__Source text__:
Swap partitions. How often do we see someone screwing up a
perfectly good system by a badly configured swap space? The
difference can be phenomenal.

Always have swap space on a separate partition(s). The use of
swap files can really grind a system to a halt under even
moderate load. When using a swap file, it adds an extra layer of
system calls for every write and read. Instead of talking to
"raw" disk, you are writing into the filesystem. Access to the
raw filesystem will be quicker

Two smaller swaps on two disks is better than one big one on a
single disk. Based on the same reasons as earlier, there is also
an advantage to using RAID for your swap partition as well.

If possible, make the swap partition the first partition on the
disk (it is physically located closest to the outer edge of the
hard drive platter). There can be up to a factor of 2 difference
in transfer rates for data out on the edge compared to the middle
of the disk. As the kernel uses swap space as extra memory, the
quicker you can get this stuff on and off disk, the better your
performance.

Have at least twice the amount of physical RAM set aside as swap
space.

__Dataset rows__:
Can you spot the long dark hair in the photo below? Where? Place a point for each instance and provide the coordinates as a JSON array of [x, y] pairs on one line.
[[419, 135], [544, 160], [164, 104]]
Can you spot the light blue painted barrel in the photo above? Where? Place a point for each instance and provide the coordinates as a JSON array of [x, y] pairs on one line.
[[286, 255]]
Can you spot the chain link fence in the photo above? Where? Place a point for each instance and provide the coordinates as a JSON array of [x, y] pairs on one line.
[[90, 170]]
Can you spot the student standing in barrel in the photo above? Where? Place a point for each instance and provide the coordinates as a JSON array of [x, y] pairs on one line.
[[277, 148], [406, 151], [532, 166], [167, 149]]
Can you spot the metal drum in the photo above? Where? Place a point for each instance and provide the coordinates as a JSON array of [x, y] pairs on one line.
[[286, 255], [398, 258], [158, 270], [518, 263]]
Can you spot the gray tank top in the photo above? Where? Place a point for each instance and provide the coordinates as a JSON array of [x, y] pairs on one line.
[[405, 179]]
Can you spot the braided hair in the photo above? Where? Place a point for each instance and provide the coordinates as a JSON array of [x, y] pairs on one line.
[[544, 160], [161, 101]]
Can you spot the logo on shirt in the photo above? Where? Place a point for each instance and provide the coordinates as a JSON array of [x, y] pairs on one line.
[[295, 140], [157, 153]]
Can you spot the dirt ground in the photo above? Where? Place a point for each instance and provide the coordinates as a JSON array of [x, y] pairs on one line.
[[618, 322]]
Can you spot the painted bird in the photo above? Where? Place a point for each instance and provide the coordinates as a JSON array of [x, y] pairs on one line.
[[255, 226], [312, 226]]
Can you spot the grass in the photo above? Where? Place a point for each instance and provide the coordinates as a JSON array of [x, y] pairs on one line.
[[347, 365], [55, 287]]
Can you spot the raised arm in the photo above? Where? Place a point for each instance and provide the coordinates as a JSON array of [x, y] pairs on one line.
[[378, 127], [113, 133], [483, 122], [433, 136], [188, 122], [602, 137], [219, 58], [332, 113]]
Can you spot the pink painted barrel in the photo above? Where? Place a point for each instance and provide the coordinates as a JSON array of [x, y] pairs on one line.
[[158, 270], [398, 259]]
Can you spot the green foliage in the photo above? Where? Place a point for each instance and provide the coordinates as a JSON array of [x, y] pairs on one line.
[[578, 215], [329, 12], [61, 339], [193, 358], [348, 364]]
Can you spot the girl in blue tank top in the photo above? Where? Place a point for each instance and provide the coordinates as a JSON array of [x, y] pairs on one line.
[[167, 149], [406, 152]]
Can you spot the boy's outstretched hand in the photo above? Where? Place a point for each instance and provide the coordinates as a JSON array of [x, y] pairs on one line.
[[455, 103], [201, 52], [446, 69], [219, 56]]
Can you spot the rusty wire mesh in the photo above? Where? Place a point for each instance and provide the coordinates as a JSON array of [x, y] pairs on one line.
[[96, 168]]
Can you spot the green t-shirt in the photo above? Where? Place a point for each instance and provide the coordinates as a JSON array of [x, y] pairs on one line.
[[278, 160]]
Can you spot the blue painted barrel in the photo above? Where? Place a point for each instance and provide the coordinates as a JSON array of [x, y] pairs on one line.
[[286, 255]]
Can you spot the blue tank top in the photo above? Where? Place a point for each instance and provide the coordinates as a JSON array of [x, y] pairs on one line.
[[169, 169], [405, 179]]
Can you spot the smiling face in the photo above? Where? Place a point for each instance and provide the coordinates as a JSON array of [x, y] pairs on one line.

__Actions to take__:
1. According to the text on swap space, how much swap space should be set aside relative to physical RAM?
2. From the text on swap space, write out the part that opens with the words containing "Swap partitions. How" and closes with "partition as well.", substituting "kernel calls" for "system calls".

__Responses by task__:
1. At least twice the amount of physical RAM.

2.
Swap partitions. How often do we see someone screwing up a
perfectly good system by a badly configured swap space? The
difference can be phenomenal.

Always have swap space on a separate partition(s). The use of
swap files can really grind a system to a halt under even
moderate load. When using a swap file, it adds an extra layer of
kernel calls for every write and read. Instead of talking to
"raw" disk, you are writing into the filesystem. Access to the
raw filesystem will be quicker

Two smaller swaps on two disks is better than one big one on a
single disk. Based on the same reasons as earlier, there is also
an advantage to using RAID for your swap partition as well.